The mechanical chops of Frictional Games mixed with the narrative verve of The Chinese Room, how could this game be anything less than incredible?
After The Dark Descent I fell off’ve the “scary guy chases you around” genre of game until Alien: Isolation revitalised it, and the reviews of A Machine for Pigs were mixed - kind of boring, middling gameplay, too dark - so I never went back. I was planning on writing a little about its vibe - dark, gothic Victoriana that rhymes nicely with As the Sun Forever Sets - but after a bit of research, Mandus’ quest for his missing sons strikes an unexpectedly resonant and terrible chord.
The writing and voice acting is phenomenal, Mandus’ split consciousness - the self you play and the other half of him that’s seen the horrors of the forthcoming 20th Century and is compelled to act, imbued into the myopic machine he built - is extremely compelling. He feels compassion for the poor and wants to save them, but they fill him with fear and disgust. He knows the industrialist class is killing the world, but feels a deep shame in the fact that he counts himself amongst them. So his machine grinds the rich into meat for the poor, who it distorts into grotesque pig homunculi and forces them to operate the machine’s inscrutable workings.
It’s Mandus’ twisted way of saving the world - kill the rich for their crimes, enslave the poor for their own good, all hail the new machine/god/manager of the 20th century. It’s a neat reflection of the way modern politicians contort themselves to the whims of big business and AI snake oil salesmen to avoid doing the simple and obvious things that’d better the world. It’s a nightmarish refutation of Victorian Liberalism, that only the upper class know how to fix the problems of the lower class. It’s brilliant, and we should play it.

------------------------------

Copy out this piece on A Machine for Pigs word for word, in full.

------------------------------

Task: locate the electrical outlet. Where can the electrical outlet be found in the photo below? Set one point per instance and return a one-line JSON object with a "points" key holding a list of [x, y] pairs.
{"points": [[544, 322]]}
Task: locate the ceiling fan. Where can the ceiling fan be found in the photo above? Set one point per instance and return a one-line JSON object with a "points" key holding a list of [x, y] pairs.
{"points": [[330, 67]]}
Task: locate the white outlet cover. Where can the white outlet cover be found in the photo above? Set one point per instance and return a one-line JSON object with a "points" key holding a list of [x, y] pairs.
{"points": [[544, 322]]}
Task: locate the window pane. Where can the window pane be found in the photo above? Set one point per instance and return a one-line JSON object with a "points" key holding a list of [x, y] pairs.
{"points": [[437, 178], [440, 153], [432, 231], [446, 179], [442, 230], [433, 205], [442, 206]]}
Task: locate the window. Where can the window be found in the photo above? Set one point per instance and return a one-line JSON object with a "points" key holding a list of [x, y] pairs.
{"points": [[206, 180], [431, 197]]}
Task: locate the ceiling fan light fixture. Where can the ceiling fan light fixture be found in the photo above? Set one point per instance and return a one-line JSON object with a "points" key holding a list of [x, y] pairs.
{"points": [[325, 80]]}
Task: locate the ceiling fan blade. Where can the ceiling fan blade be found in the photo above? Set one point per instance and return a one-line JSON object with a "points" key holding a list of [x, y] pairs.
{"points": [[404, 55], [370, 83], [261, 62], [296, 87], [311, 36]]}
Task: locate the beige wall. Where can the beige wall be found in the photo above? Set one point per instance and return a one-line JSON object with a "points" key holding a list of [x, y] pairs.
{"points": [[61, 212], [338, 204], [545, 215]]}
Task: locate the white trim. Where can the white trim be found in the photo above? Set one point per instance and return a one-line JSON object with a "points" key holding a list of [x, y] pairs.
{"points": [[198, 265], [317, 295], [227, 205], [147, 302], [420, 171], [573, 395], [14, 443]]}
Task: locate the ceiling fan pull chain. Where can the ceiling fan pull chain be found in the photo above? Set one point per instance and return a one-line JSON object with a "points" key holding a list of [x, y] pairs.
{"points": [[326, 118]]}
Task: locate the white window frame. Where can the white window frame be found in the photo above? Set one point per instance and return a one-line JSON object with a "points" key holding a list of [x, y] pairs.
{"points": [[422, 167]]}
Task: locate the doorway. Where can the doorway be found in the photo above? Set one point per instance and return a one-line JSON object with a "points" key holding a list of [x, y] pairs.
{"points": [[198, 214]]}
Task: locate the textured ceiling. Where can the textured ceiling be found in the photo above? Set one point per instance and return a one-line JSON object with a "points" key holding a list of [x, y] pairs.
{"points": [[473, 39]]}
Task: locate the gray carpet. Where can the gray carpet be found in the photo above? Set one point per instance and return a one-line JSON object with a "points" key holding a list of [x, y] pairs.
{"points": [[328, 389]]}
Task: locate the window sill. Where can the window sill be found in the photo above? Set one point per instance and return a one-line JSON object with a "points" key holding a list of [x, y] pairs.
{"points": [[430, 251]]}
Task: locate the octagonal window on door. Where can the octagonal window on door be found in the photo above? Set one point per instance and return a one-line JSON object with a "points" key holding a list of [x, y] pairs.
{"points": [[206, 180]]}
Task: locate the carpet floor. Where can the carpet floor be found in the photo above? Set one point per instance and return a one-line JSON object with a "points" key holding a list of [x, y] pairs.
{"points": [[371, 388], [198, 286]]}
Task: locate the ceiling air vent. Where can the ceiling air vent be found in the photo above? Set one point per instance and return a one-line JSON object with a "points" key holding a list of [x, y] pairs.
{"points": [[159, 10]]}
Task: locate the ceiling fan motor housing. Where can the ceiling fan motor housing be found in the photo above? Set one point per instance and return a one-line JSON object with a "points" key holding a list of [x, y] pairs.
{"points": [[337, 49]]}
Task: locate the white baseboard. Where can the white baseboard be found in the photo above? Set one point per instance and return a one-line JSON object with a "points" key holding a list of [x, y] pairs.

------------------------------

= The answer =
The mechanical chops of Frictional Games mixed with the narrative verve of The Chinese Room, how could this game be anything less than incredible?
After The Dark Descent I fell off’ve the “scary guy chases you around” genre of game until Alien: Isolation revitalised it, and the reviews of A Machine for Pigs were mixed - kind of boring, middling gameplay, too dark - so I never went back. I was planning on writing a little about its vibe - dark, gothic Victoriana that rhymes nicely with As the Sun Forever Sets - but after a bit of research, Mandus’ quest for his missing sons strikes an unexpectedly resonant and terrible chord.
The writing and voice acting is phenomenal, Mandus’ split consciousness - the self you play and the other half of him that’s seen the horrors of the forthcoming 20th Century and is compelled to act, imbued into the myopic machine he built - is extremely compelling. He feels compassion for the poor and wants to save them, but they fill him with fear and disgust. He knows the industrialist class is killing the world, but feels a deep shame in the fact that he counts himself amongst them. So his machine grinds the rich into meat for the poor, who it distorts into grotesque pig homunculi and forces them to operate the machine’s inscrutable workings.
It’s Mandus’ twisted way of saving the world - kill the rich for their crimes, enslave the poor for their own good, all hail the new machine/god/manager of the 20th century. It’s a neat reflection of the way modern politicians contort themselves to the whims of big business and AI snake oil salesmen to avoid doing the simple and obvious things that’d better the world. It’s a nightmarish refutation of Victorian Liberalism, that only the upper class know how to fix the problems of the lower class. It’s brilliant, and we should play it.